[Task statement]
Show each line of the data below that has the string "TARGET" in it.

───── Dataset entries ─────

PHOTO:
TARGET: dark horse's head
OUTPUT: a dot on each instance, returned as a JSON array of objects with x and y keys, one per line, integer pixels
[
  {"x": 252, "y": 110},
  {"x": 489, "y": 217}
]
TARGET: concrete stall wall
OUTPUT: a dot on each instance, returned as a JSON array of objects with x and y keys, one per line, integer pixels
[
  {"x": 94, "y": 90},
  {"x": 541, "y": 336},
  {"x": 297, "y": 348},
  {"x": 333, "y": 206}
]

─────
───── Dataset entries ─────

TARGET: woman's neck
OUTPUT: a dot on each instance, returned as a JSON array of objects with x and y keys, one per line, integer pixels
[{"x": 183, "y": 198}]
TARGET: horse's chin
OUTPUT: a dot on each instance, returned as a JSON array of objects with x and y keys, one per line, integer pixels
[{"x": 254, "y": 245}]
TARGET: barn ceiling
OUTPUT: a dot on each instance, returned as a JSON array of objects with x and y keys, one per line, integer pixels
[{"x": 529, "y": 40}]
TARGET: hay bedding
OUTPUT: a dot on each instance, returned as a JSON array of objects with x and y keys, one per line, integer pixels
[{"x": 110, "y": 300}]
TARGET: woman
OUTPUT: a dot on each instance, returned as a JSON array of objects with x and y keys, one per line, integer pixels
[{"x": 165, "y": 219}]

─────
───── Dataset entries ─────

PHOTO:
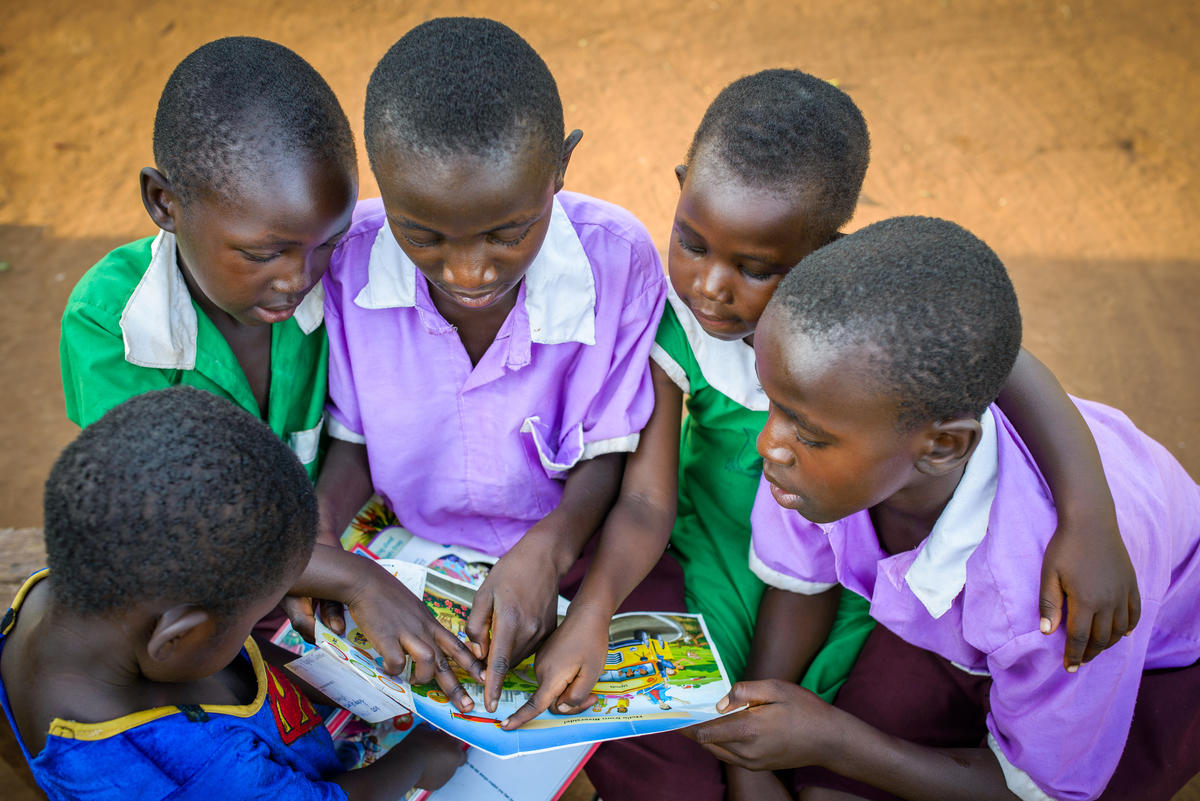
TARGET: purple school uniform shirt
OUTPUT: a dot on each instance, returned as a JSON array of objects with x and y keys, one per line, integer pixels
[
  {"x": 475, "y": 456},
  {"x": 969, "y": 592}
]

─────

[Result of the exercise]
TARGET: dark horse's head
TARGET: concrete stall wall
TARGET: woman's neck
TARGET: horse's chin
TARGET: barn ceiling
TARGET: hay bedding
TARGET: woman
TARGET: purple school uniform shirt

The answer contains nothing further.